> Written instruction:
Quote every line as written. Omit pictures.

> Listed entries:

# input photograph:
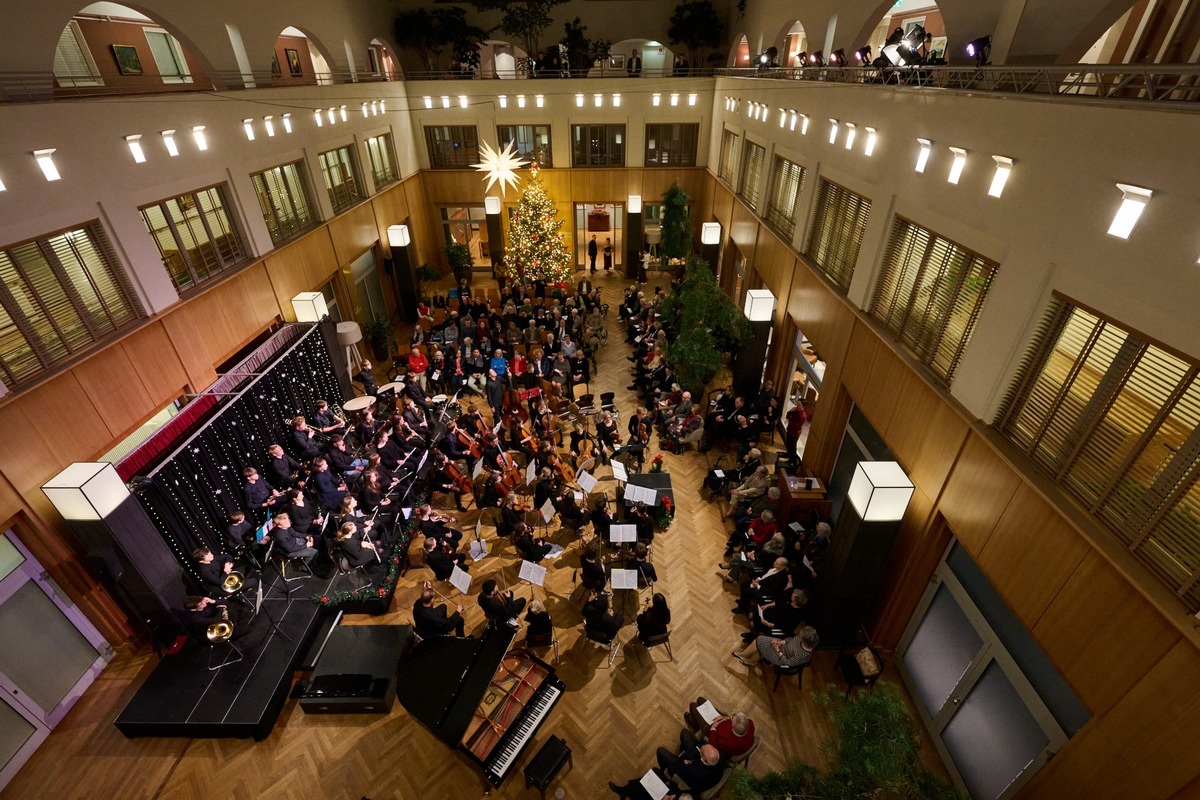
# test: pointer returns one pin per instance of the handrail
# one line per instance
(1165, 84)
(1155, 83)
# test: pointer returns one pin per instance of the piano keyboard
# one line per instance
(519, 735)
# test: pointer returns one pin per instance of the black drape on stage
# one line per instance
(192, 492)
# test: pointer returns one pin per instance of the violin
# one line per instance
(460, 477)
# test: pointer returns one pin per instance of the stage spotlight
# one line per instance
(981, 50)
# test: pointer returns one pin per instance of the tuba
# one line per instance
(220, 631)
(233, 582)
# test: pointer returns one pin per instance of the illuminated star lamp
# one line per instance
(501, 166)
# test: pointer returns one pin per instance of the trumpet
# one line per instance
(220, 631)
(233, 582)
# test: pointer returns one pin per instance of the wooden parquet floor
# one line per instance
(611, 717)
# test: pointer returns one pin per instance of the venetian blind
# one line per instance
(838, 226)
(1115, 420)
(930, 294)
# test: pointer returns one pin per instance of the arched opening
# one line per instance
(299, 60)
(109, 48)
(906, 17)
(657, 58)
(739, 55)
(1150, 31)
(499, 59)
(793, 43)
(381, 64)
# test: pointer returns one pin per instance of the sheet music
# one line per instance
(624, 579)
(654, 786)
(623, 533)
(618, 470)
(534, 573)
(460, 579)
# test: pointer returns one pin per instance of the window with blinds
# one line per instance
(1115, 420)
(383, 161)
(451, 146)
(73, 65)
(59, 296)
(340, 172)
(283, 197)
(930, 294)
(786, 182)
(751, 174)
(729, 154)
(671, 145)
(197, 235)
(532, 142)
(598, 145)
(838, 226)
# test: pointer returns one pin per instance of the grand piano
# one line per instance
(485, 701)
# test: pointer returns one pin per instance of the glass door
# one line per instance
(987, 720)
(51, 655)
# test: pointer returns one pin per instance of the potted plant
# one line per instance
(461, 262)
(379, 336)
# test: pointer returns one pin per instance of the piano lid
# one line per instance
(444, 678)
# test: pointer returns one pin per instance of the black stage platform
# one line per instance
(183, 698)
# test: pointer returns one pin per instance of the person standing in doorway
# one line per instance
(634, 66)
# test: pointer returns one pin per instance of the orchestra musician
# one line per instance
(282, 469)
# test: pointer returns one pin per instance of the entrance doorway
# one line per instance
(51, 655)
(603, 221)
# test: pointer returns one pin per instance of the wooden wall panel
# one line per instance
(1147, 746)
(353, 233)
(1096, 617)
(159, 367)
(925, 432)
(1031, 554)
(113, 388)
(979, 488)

> Result of the task:
# input photograph:
# test: pointer returns one pin per instance of the handrail
# one line per instance
(1165, 84)
(1155, 83)
# test: pointer returns one pin per instance of the piano keyboard
# one line per instance
(519, 735)
# test: pointer returns one pin per instance of the black drape on stage
# one line per instance
(192, 492)
# test: pointer returns one pin per instance of the violin
# one line per instance
(460, 477)
# test: pointer returns one pin per instance of the stage spotlight
# one line per instance
(981, 50)
# test: pointer returns one pin per instance of the tuba
# one line per instance
(220, 631)
(233, 582)
# test: pointer returns one pin per instance of the illuminated star lamp
# one line per instance
(501, 166)
# test: pointer returns one pin per instance of the trumpet
# one line per instance
(220, 631)
(233, 582)
# test: pointer returns one pin per instance of the wooden parquet floor
# one line per instance
(611, 717)
# test: pointer returns one pin per instance of the venetian blind
# one line per instance
(838, 226)
(1115, 420)
(930, 294)
# test: pointer returns one pin per instance of the arched opening
# one line per instance
(299, 60)
(109, 48)
(906, 17)
(657, 58)
(739, 55)
(1150, 31)
(499, 59)
(793, 43)
(381, 64)
# test: pointer returns one pin per instance of the sheet music
# one line per instance
(624, 579)
(654, 786)
(623, 533)
(618, 470)
(534, 573)
(460, 579)
# test: pointer returns one pin per instance of the window with blinds
# one line per instance
(1115, 420)
(383, 161)
(451, 146)
(73, 65)
(59, 296)
(340, 172)
(283, 197)
(930, 294)
(786, 182)
(751, 174)
(729, 154)
(671, 145)
(197, 235)
(532, 142)
(598, 145)
(838, 226)
# test: pointer returns one pin per instance of the grand piano
# one line per instance
(485, 701)
# test: pointer returns one pin per instance of the glass door
# one line per instance
(987, 720)
(51, 655)
# test: pointer returns one pin per instance of the potted plant
# one line per instance
(461, 262)
(379, 336)
# test: pointer returns one pin per instance of the piano lid
# one line per instance
(444, 678)
# test: pointer returns one pin per instance of the black stage platform
# one line per instance
(183, 698)
# test: pointer returns one pin per instance of the person standing in doorway
# one line per instance
(634, 66)
# test: pointer returns one pin per instance of the orchestra musician
# one line per instance
(282, 469)
# test: pointer returns one pin per instance of the entrance doorway
# one line per instance
(51, 655)
(603, 221)
# test: pointer returns one pin per instance of the wooden wall panel
# one line per instance
(1147, 746)
(353, 233)
(1096, 617)
(159, 367)
(925, 432)
(1031, 554)
(113, 388)
(979, 488)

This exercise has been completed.